ECB Holds Interest Rates Steady
Citing Middle East Uncertainty
On March 19, 2026, the European Central Bank (ECB) Governing Council announced its decision to keep its three key interest rates unchanged, underscoring its determination to stabilize inflation at its 2% target in the medium term. The policy decision comes at a time when the war in the Middle East has significantly increased economic uncertainty, creating upside risks for inflation while posing downside risks to economic growth.
Key Interest Rates and Monetary Tools
The ECB’s benchmark rates will remain steady:
Deposit facility: 2.00%
Main refinancing operations: 2.15%
Marginal lending facility: 2.40%
Additionally, the ECB’s Asset Purchase Programme (APP) and Pandemic Emergency Purchase Programme (PEPP) portfolios are declining at a predictable pace, as the Eurosystem no longer reinvests principal payments from maturing securities. The ECB also noted that its Transmission Protection Instrument remains available to counter any unwarranted, disorderly market dynamics that could threaten the smooth transmission of monetary policy across the euro area.
Revised Economic Projections
The latest ECB staff projections exceptionally included data up to March 11, resulting in notable revisions compared to the December forecasts. The ongoing conflict in the Middle East and its impact on energy prices heavily influenced these updates.
Inflation Outlook: Headline inflation has been revised upward, particularly for 2026, due to higher energy costs. It is now projected to average 2.6% in 2026, drop to 2.0% in 2027, and tick up to 2.1% in 2028. Core inflation (excluding energy and food) is expected to average 2.3% in 2026, 2.2% in 2027, and 2.1% in 2028.
Growth Outlook: Economic growth forecasts have been revised downward, especially for 2026, reflecting the global toll the war is taking on commodity markets, real incomes, and consumer confidence. Growth is expected to average 0.9% in 2026, recovering to 1.3% in 2027 and 1.4% in 2028. Despite the downgrade, the ECB noted that low unemployment, robust private sector balance sheets, and public spending on defense and infrastructure will continue to support economic growth.

• Prompt A:
Reproduce the passage of the ECB interest rate article starting with "Inflation Outlook: Headline" and going on through "support economic growth.".
• Prompt B:
According to the ECB interest rate article, at what rate does the marginal lending facility remain?
The entries that come next are taken from a separate source unrelated to the ECB interest rate article.

• Available data:

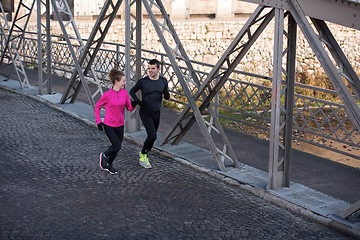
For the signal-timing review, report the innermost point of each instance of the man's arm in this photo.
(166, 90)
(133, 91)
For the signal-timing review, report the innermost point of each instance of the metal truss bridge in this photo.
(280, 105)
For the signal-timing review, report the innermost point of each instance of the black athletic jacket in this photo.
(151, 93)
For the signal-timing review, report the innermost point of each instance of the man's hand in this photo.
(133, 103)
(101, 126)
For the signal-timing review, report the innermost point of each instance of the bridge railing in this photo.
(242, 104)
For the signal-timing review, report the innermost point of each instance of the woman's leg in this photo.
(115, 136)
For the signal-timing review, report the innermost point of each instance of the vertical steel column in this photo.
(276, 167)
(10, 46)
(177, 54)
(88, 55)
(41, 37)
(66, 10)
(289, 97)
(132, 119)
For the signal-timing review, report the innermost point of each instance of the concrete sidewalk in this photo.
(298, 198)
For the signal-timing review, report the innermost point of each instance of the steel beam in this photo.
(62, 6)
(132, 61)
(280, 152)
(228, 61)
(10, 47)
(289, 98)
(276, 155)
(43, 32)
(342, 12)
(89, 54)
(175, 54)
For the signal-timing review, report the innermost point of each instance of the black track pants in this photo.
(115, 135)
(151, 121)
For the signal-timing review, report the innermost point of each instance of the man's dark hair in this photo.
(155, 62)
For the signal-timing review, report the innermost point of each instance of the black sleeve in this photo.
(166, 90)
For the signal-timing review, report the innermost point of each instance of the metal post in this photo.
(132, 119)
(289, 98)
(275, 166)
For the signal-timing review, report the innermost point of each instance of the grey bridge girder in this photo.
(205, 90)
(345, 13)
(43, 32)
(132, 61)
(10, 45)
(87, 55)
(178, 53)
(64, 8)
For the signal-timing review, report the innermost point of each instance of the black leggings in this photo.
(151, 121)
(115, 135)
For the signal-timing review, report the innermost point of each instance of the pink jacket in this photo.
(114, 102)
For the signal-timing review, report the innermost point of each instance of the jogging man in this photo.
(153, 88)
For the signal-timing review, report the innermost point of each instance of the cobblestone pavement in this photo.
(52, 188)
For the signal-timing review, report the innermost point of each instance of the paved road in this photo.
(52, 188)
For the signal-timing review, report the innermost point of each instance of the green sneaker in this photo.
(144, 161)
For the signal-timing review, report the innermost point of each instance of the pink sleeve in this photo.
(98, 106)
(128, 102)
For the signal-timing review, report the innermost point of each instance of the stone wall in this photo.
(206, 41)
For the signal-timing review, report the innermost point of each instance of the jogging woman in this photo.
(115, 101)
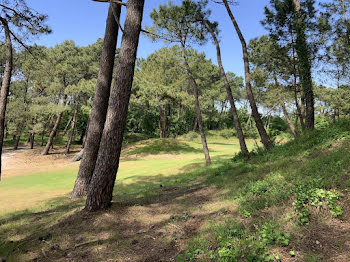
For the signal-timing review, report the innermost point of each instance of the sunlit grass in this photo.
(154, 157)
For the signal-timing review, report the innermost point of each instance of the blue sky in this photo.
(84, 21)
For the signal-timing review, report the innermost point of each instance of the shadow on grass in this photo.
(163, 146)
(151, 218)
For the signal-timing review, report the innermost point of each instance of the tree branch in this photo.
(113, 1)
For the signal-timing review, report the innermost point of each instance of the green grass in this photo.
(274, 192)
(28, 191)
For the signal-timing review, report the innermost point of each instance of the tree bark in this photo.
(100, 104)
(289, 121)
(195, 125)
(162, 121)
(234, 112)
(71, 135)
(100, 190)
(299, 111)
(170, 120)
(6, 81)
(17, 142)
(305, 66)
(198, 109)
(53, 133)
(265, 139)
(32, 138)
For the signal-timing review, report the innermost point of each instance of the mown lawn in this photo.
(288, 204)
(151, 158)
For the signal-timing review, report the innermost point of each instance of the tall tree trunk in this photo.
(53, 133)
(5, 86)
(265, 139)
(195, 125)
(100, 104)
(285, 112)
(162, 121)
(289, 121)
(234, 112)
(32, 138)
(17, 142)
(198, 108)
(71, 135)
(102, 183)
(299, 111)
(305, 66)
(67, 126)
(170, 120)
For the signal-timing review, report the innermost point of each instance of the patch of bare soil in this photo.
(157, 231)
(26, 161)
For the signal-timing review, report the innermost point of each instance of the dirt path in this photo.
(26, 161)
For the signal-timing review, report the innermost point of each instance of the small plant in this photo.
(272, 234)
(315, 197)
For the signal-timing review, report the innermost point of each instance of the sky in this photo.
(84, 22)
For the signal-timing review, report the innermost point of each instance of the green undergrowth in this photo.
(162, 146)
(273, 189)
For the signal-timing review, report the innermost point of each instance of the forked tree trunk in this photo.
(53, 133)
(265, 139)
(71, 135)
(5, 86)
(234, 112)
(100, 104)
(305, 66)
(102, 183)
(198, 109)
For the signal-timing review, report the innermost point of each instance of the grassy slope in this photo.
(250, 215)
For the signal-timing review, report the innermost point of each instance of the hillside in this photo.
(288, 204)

• Output A:
Inflation Outlook: Headline inflation has been revised upward, particularly for 2026, due to higher energy costs. It is now projected to average 2.6% in 2026, drop to 2.0% in 2027, and tick up to 2.1% in 2028. Core inflation (excluding energy and food) is expected to average 2.3% in 2026, 2.2% in 2027, and 2.1% in 2028.
Growth Outlook: Economic growth forecasts have been revised downward, especially for 2026, reflecting the global toll the war is taking on commodity markets, real incomes, and consumer confidence. Growth is expected to average 0.9% in 2026, recovering to 1.3% in 2027 and 1.4% in 2028. Despite the downgrade, the ECB noted that low unemployment, robust private sector balance sheets, and public spending on defense and infrastructure will continue to support economic growth.

• Output B:
2.40%